Source records:

═══

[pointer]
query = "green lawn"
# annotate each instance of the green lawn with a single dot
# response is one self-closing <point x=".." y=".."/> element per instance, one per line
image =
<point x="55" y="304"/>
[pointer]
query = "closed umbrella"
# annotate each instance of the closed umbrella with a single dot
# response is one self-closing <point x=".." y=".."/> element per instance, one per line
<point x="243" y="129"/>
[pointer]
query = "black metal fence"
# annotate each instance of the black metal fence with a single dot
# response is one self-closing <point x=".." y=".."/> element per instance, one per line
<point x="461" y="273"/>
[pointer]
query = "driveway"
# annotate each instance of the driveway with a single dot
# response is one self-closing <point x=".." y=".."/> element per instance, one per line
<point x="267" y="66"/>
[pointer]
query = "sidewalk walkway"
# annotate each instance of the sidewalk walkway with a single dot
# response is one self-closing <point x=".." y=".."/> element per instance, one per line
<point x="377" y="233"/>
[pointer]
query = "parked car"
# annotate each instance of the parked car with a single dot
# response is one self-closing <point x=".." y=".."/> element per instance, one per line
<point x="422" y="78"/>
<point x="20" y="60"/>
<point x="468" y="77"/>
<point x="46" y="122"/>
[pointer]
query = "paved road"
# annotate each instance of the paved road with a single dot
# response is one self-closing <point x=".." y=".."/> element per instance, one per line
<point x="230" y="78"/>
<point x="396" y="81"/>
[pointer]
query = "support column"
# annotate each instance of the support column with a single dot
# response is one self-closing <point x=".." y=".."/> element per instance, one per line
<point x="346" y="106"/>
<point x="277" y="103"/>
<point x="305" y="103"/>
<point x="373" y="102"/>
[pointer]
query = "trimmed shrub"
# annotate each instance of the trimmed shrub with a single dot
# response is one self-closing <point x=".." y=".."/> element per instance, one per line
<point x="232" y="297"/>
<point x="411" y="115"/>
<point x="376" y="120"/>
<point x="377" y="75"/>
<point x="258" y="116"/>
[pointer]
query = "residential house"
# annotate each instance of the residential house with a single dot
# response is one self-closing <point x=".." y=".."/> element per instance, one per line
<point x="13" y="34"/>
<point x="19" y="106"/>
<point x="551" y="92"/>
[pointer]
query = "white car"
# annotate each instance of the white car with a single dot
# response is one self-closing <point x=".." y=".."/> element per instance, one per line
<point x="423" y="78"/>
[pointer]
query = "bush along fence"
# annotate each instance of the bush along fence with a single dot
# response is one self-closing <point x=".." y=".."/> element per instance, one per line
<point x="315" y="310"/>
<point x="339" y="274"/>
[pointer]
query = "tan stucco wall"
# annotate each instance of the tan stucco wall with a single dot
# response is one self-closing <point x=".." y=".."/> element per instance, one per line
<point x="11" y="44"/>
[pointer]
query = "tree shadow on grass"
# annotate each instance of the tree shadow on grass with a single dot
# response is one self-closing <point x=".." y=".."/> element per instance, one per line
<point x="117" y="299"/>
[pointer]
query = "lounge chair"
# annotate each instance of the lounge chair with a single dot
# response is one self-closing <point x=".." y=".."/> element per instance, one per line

═══

What is being asked:
Output all of the data in full, exactly as given.

Exercise output:
[pointer]
query = "green lawn"
# annotate each instance of the green lawn with a single dot
# response is one self-closing <point x=".." y=".."/> element per instance, one per line
image =
<point x="55" y="304"/>
[pointer]
query = "closed umbrella"
# annotate each instance of the closed umbrella with a single dot
# response is one self-closing <point x=".." y=".."/> element per instance, one per line
<point x="243" y="129"/>
[pointer]
query = "black metal fence"
# annotate each instance of the black metal fence with a single dot
# response is one self-closing <point x=".." y=".."/> element per instance, one per line
<point x="461" y="273"/>
[pointer]
query = "driveway"
# annotate each instance of the driveway with a single dot
# response is one self-closing <point x=".." y=".."/> element per instance, one per line
<point x="267" y="66"/>
[pointer]
query = "sidewalk walkway"
# annotate each instance of the sidewalk walkway with a single dot
# response is one self-closing <point x=".." y=".."/> element per instance, one per line
<point x="377" y="233"/>
[pointer]
query = "parked car"
# annotate each instance of the parked car with a single dot
# response is one self-closing <point x=".." y=".."/> element per instance, one per line
<point x="422" y="78"/>
<point x="20" y="60"/>
<point x="468" y="77"/>
<point x="46" y="122"/>
[pointer]
query = "paved road"
# annotate each instance of the paved road with a single dot
# response is one self-closing <point x=".." y=".."/> element per instance, one per line
<point x="230" y="78"/>
<point x="396" y="81"/>
[pointer]
query = "support column"
# annotate each instance of the support column with a single dot
# response is one self-closing <point x=".." y=".."/> element per instance, one per line
<point x="346" y="106"/>
<point x="277" y="103"/>
<point x="305" y="103"/>
<point x="373" y="102"/>
[pointer]
query = "trimmed shrub"
# annotate each instance of the trimmed shrub with a single dot
# response is one self-closing <point x=".." y=".."/> element per instance, one per line
<point x="232" y="297"/>
<point x="411" y="115"/>
<point x="376" y="120"/>
<point x="377" y="75"/>
<point x="258" y="116"/>
[pointer]
query = "residential house"
# annotate each instance of the residential house with a single dot
# response is one self-closing <point x=".." y=".."/> element per instance, one per line
<point x="13" y="34"/>
<point x="19" y="106"/>
<point x="551" y="92"/>
[pointer]
query = "white car"
# annotate each instance of the white car with a single dot
# response is one self-closing <point x=".." y=".."/> element per instance, one per line
<point x="423" y="78"/>
[pointer]
query = "bush along fence"
# annotate each instance of the bush along fence with a single dot
# response is one self-closing <point x=".." y=".."/> element per instance, one per line
<point x="315" y="310"/>
<point x="339" y="274"/>
[pointer]
query = "tan stucco wall"
# annotate each instance of the tan stucco wall with a single dot
# response is one self-closing <point x=".." y=".."/> element per instance, one per line
<point x="11" y="44"/>
[pointer]
query = "tree shadow on grass"
# annotate each instance of the tree shadow on grass with a single dot
# response is one self-closing <point x=".." y=".."/> element per instance, one per line
<point x="117" y="299"/>
[pointer]
query = "lounge chair"
# annotate each instance of the lounge chair with a single dot
# response is one self-closing <point x=".." y=".."/> element per instance, one per line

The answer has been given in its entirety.